Se déroule devant nos yeux une période intense de recomposition idéologique, un carrefour où se rencontrent et s'entrechoquent toutes les positions intellectuelles et politiques confrontées au turbo capitalisme que nous subissons aujourd'hui de plein fouet. Alors que « gauche » et droite » apparaissent plus que jamais comme sœurs siamoises du monstre libéral, on nous annonce des lois sur la croissance comme autant de danses de la pluie pour invoquer le dieu développement. L'écotartuffe Noël Mamère en appelle à Jacques Ellul et Bernard Charbonneau, et l'oligarchie ploutocratique, déjà gangrenée par le luxe et l'oisiveté pour reprendre les termes d'Emile Massard, nous assure que l'Afrique est le marché du futur pour l'Europe. Le capital ayant pressé le citron européen à son paroxysme se tourne aujourd'hui vers les derniers dissidents de la société de consommation.

[Entrées enregistrées]
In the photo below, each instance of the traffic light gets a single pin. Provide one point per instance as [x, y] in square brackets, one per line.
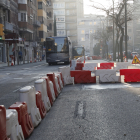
[1, 31]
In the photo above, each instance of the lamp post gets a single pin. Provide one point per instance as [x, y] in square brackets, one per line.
[126, 30]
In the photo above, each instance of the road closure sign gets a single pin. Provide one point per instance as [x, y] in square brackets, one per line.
[135, 60]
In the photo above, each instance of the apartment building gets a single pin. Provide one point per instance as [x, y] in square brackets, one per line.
[67, 12]
[87, 28]
[50, 19]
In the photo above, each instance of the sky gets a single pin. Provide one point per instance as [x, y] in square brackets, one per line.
[89, 10]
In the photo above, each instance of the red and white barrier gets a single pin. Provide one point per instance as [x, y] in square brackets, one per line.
[3, 123]
[24, 118]
[66, 75]
[90, 66]
[40, 85]
[13, 129]
[27, 94]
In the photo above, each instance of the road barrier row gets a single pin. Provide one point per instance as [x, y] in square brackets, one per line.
[19, 120]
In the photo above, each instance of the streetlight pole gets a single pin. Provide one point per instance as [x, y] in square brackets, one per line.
[114, 52]
[126, 29]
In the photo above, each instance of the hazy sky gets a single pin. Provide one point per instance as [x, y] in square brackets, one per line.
[88, 9]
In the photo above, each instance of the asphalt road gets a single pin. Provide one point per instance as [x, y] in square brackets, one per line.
[82, 111]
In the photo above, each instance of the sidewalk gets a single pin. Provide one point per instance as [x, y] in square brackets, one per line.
[2, 64]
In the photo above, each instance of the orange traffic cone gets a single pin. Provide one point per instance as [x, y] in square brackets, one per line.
[12, 62]
[30, 60]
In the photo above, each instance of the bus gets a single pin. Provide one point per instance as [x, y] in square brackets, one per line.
[78, 51]
[58, 49]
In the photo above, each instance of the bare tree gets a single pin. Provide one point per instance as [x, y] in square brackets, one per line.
[116, 12]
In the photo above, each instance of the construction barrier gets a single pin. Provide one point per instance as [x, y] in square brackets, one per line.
[79, 66]
[122, 65]
[83, 77]
[40, 85]
[90, 66]
[40, 104]
[27, 94]
[106, 66]
[13, 129]
[52, 78]
[3, 123]
[130, 75]
[24, 118]
[66, 75]
[50, 95]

### [TRAVAIL DEMANDÉ]
A) Répondez brièvement à ces questions sur le passage choisi.
(i) À quels auteurs Noël Mamère en appelle-t-il ?
(ii) Quelle région l'oligarchie ploutocratique présente-t-elle comme le marché du futur pour l'Europe ?
(iii) Vers qui le capital se tourne-t-il aujourd'hui ?
B) Recopiez fidèlement le passage choisi depuis « Se déroule devant » jusqu'à « société de consommation. » inclus.
C) Indiquez si chaque affirmation s'accorde avec le passage choisi, puis citez les mots qui le prouvent.
(i) La gauche et la droite y apparaissent comme opposées au monstre libéral.
(ii) L'oligarchie ploutocratique y est décrite comme gangrenée par le luxe et l'oisiveté.
(iii) Le capital se tourne aujourd'hui vers les partisans de la société de consommation.

### [CORRIGÉ DES EXERCICES]
A)
(i) À Jacques Ellul et Bernard Charbonneau.
(ii) L'Afrique.
(iii) Vers les derniers dissidents de la société de consommation.

B)
Se déroule devant nos yeux une période intense de recomposition idéologique, un carrefour où se rencontrent et s'entrechoquent toutes les positions intellectuelles et politiques confrontées au turbo capitalisme que nous subissons aujourd'hui de plein fouet. Alors que « gauche » et droite » apparaissent plus que jamais comme sœurs siamoises du monstre libéral, on nous annonce des lois sur la croissance comme autant de danses de la pluie pour invoquer le dieu développement. L'écotartuffe Noël Mamère en appelle à Jacques Ellul et Bernard Charbonneau, et l'oligarchie ploutocratique, déjà gangrenée par le luxe et l'oisiveté pour reprendre les termes d'Emile Massard, nous assure que l'Afrique est le marché du futur pour l'Europe. Le capital ayant pressé le citron européen à son paroxysme se tourne aujourd'hui vers les derniers dissidents de la société de consommation.

C)
(i) Non : « apparaissent plus que jamais comme sœurs siamoises du monstre libéral ».
(ii) Oui : « déjà gangrenée par le luxe et l'oisiveté ».
(iii) Non : « se tourne aujourd'hui vers les derniers dissidents de la société de consommation ».